What you need to do -
Copy out each line in the entries below that contains the word "latex".

Given information -

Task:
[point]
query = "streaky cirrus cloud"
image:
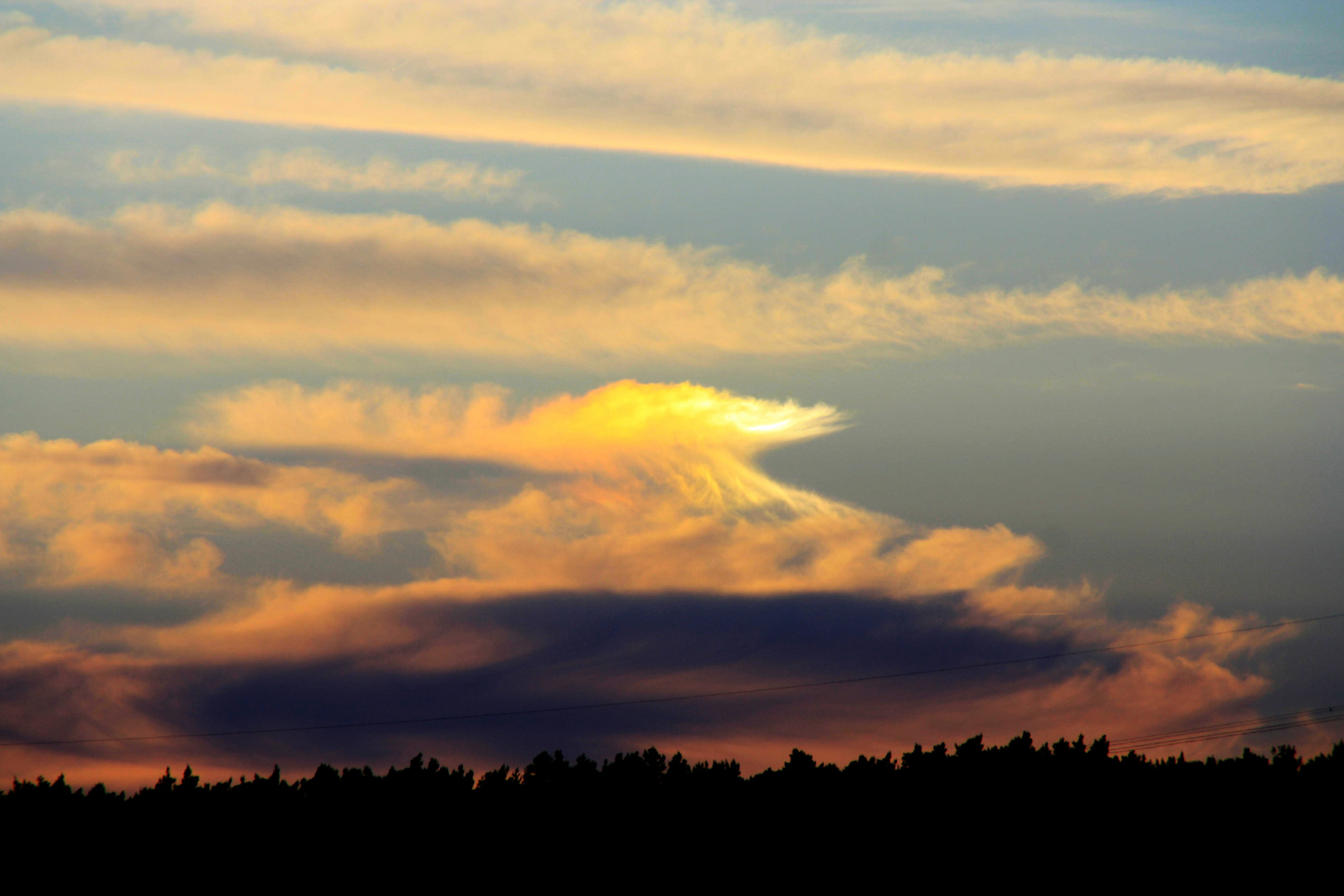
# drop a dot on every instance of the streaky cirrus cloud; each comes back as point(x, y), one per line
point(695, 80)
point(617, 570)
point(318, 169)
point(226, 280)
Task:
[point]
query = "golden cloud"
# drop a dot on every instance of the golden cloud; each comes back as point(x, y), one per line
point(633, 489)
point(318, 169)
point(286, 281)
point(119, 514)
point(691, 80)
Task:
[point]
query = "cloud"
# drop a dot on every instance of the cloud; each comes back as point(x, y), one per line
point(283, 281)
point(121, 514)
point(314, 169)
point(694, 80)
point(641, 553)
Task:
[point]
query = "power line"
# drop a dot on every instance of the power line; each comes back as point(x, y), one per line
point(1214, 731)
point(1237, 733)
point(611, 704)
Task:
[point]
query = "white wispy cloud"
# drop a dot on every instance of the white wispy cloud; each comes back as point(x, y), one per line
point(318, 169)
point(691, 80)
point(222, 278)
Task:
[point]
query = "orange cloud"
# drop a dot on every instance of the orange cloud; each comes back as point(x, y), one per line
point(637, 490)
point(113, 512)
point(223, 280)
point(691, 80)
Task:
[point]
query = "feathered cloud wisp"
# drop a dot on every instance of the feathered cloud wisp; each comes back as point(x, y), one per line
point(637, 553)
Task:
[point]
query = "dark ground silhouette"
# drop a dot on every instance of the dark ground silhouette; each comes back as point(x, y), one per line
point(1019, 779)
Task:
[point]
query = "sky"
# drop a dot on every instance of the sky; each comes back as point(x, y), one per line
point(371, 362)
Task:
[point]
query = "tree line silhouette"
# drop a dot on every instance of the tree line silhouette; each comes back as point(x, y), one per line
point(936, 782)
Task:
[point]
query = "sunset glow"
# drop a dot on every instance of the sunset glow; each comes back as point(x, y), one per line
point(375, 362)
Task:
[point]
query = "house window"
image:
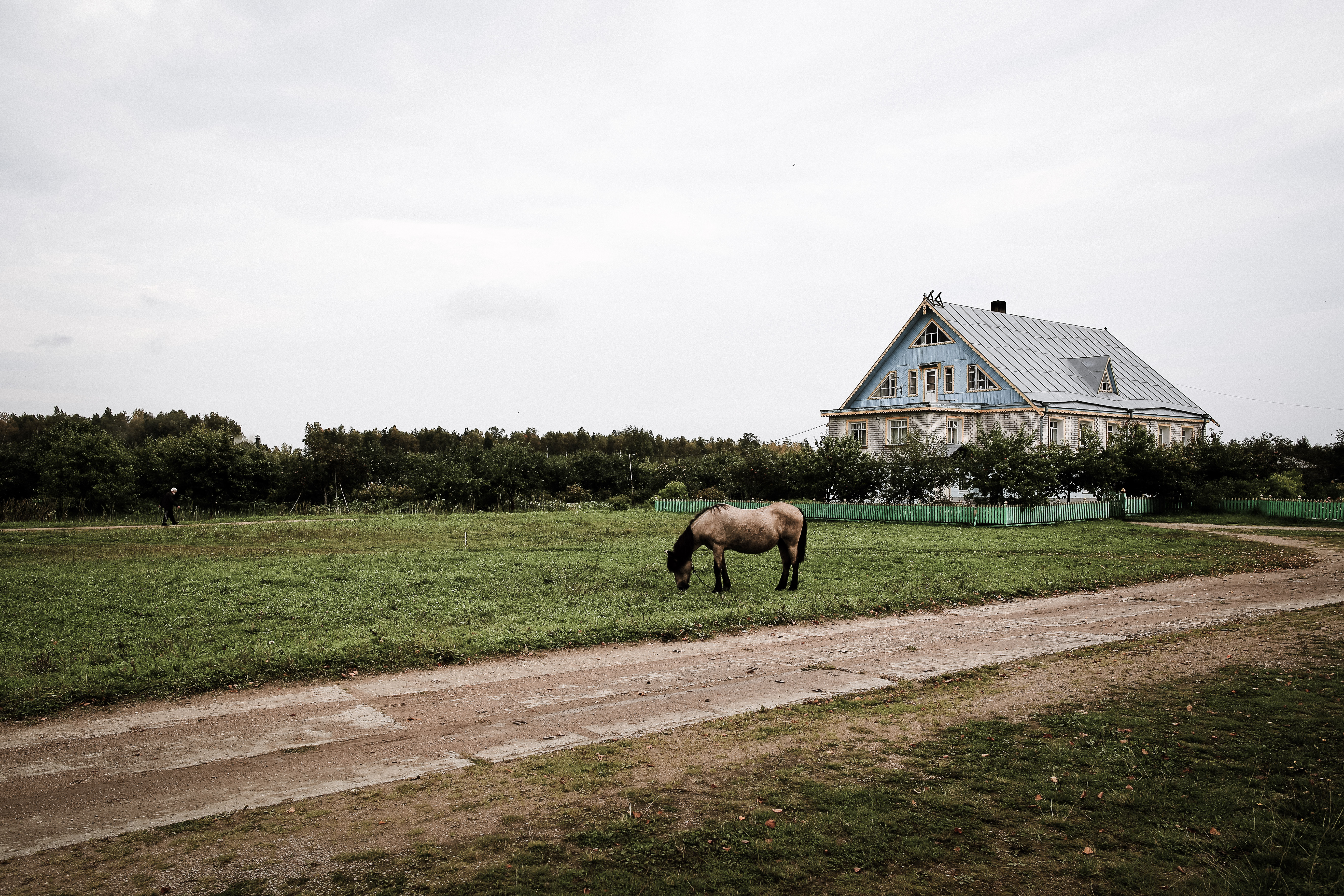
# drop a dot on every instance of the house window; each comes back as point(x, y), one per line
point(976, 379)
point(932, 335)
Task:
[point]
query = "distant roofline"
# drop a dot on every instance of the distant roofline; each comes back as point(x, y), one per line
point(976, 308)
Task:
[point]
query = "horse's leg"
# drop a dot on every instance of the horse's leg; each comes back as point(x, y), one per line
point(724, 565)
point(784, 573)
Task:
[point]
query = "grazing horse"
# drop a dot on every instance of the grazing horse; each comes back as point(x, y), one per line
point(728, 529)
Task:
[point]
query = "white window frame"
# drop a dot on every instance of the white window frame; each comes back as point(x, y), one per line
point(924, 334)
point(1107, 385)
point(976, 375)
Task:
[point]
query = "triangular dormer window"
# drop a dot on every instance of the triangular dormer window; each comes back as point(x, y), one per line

---

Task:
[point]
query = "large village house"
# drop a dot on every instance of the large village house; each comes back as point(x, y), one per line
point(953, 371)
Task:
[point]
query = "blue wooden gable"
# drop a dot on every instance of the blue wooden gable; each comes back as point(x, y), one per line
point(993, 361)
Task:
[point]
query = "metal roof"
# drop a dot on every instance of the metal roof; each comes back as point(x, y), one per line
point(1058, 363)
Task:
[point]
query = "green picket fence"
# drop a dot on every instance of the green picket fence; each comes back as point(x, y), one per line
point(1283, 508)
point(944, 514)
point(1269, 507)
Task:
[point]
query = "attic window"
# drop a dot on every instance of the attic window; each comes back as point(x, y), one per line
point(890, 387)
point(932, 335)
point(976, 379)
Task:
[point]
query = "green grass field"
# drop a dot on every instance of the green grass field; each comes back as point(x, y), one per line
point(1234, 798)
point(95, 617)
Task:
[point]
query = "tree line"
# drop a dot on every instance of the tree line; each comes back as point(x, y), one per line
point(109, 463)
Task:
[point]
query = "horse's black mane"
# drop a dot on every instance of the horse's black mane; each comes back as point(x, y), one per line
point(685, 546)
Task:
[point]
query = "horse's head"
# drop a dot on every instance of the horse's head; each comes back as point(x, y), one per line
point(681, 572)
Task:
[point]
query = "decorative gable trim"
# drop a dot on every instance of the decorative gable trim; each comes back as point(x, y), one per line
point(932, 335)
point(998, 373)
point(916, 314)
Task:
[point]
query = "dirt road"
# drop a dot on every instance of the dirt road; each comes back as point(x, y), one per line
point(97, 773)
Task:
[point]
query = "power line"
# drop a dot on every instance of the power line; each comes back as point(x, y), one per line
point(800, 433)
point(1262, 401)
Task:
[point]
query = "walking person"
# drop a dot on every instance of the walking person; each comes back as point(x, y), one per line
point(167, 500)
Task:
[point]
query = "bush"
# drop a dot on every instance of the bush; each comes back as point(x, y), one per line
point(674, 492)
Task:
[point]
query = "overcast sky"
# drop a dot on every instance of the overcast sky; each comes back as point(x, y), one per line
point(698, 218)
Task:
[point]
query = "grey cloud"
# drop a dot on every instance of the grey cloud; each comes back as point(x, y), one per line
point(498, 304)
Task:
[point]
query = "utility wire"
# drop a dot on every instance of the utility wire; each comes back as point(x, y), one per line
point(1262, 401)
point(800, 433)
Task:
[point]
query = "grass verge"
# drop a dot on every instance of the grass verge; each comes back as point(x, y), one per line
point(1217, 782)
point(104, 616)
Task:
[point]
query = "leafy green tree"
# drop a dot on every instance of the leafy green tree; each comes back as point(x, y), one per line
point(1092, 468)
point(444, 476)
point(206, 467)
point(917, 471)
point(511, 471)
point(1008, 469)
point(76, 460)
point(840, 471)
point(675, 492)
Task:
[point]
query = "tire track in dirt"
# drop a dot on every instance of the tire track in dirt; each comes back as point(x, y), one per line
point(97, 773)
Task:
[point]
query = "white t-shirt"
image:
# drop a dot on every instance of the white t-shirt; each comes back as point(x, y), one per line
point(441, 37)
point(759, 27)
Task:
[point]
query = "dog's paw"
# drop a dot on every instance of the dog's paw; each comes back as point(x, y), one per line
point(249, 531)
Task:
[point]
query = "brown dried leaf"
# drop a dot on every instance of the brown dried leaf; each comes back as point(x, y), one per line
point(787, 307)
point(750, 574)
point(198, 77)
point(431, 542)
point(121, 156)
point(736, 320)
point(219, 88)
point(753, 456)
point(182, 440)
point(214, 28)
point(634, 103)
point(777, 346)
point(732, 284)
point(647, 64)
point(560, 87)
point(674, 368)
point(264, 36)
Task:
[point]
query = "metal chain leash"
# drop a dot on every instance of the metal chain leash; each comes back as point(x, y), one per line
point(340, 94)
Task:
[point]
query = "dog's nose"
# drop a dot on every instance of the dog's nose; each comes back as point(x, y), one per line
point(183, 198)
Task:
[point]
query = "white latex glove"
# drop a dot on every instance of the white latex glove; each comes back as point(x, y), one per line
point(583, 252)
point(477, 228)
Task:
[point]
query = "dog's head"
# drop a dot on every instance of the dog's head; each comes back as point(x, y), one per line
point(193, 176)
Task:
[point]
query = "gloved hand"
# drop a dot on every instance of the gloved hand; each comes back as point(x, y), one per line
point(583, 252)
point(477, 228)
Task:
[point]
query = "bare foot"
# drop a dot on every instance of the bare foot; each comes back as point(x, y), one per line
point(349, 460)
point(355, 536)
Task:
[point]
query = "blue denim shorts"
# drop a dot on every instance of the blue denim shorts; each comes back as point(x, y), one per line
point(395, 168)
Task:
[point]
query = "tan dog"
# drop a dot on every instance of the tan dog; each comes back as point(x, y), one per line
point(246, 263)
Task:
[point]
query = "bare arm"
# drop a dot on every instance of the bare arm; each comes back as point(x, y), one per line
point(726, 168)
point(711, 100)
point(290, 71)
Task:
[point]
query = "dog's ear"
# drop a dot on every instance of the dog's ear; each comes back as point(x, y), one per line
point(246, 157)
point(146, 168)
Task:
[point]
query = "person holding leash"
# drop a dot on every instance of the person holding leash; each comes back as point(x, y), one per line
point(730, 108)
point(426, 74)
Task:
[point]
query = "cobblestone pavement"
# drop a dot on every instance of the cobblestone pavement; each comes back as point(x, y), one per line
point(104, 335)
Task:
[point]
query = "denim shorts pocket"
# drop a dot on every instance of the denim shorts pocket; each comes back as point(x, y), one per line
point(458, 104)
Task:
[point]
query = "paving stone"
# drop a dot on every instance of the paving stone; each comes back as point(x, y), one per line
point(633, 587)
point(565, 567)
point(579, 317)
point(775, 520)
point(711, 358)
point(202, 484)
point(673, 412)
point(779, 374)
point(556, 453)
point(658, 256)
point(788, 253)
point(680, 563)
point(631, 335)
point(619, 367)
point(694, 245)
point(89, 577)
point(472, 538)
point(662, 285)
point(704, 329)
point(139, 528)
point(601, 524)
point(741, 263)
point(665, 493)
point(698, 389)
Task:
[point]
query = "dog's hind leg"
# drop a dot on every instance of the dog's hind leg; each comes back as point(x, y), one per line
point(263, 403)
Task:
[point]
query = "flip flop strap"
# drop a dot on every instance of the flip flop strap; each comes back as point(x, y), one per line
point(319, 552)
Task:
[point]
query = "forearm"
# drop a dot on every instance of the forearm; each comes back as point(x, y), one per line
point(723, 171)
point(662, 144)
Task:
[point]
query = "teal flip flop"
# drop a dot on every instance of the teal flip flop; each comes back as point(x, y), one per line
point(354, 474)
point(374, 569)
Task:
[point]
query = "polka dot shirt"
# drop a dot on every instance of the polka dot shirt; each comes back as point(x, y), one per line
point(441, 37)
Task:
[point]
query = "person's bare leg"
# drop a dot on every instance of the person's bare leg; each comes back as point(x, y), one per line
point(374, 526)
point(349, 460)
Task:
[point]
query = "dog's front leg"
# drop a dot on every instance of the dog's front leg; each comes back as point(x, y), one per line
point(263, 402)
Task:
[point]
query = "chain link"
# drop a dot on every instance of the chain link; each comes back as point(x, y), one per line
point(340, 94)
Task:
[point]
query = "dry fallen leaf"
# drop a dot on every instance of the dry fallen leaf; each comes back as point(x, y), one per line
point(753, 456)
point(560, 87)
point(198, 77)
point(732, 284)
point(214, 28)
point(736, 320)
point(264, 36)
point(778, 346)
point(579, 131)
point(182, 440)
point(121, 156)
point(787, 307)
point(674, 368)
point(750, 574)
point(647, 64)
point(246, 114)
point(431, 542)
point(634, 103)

--

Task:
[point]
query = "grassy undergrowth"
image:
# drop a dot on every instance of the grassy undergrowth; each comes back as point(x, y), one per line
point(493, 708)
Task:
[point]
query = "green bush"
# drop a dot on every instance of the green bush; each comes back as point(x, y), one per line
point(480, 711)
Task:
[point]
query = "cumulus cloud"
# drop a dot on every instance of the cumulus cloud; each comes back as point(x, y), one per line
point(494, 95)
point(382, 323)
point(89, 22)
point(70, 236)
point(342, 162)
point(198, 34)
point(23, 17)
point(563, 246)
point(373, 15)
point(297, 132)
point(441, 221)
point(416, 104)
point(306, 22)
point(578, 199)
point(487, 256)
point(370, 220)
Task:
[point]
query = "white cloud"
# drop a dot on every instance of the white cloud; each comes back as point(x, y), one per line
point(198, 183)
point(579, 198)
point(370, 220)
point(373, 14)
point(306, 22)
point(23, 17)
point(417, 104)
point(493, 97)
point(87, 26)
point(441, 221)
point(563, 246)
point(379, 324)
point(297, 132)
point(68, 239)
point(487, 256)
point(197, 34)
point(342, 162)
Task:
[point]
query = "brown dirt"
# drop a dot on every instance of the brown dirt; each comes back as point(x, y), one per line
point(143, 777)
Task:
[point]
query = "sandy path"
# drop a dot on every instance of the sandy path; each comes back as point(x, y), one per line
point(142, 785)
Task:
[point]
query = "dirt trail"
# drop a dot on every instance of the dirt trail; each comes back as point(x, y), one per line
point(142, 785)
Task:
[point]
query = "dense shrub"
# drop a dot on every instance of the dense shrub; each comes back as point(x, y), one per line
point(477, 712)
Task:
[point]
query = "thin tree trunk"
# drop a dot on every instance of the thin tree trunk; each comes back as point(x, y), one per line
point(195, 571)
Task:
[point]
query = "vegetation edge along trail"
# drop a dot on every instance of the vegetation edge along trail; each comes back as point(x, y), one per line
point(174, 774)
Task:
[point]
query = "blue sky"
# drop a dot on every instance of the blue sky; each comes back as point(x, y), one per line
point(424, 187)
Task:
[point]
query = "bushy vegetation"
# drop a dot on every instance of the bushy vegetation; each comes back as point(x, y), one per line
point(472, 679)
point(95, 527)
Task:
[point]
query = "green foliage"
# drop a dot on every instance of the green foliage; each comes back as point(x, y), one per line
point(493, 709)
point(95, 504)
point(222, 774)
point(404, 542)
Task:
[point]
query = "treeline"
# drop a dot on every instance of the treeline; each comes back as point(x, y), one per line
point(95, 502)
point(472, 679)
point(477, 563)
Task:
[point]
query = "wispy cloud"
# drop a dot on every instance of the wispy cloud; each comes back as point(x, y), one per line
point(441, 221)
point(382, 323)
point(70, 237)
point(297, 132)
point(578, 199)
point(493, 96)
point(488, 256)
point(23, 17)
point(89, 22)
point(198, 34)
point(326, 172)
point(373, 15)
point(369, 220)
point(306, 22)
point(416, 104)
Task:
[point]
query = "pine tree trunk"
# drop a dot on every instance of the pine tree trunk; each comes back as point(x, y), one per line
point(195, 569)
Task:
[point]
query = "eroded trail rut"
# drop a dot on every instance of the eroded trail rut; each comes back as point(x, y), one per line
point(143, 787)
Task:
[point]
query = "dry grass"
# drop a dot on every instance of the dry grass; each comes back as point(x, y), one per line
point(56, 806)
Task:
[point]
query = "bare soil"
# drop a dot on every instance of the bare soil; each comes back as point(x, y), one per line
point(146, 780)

Full response -
query = "white latex glove"
# drop a dot on every instance of the white latex glove; each comes back as point(x, y), one per line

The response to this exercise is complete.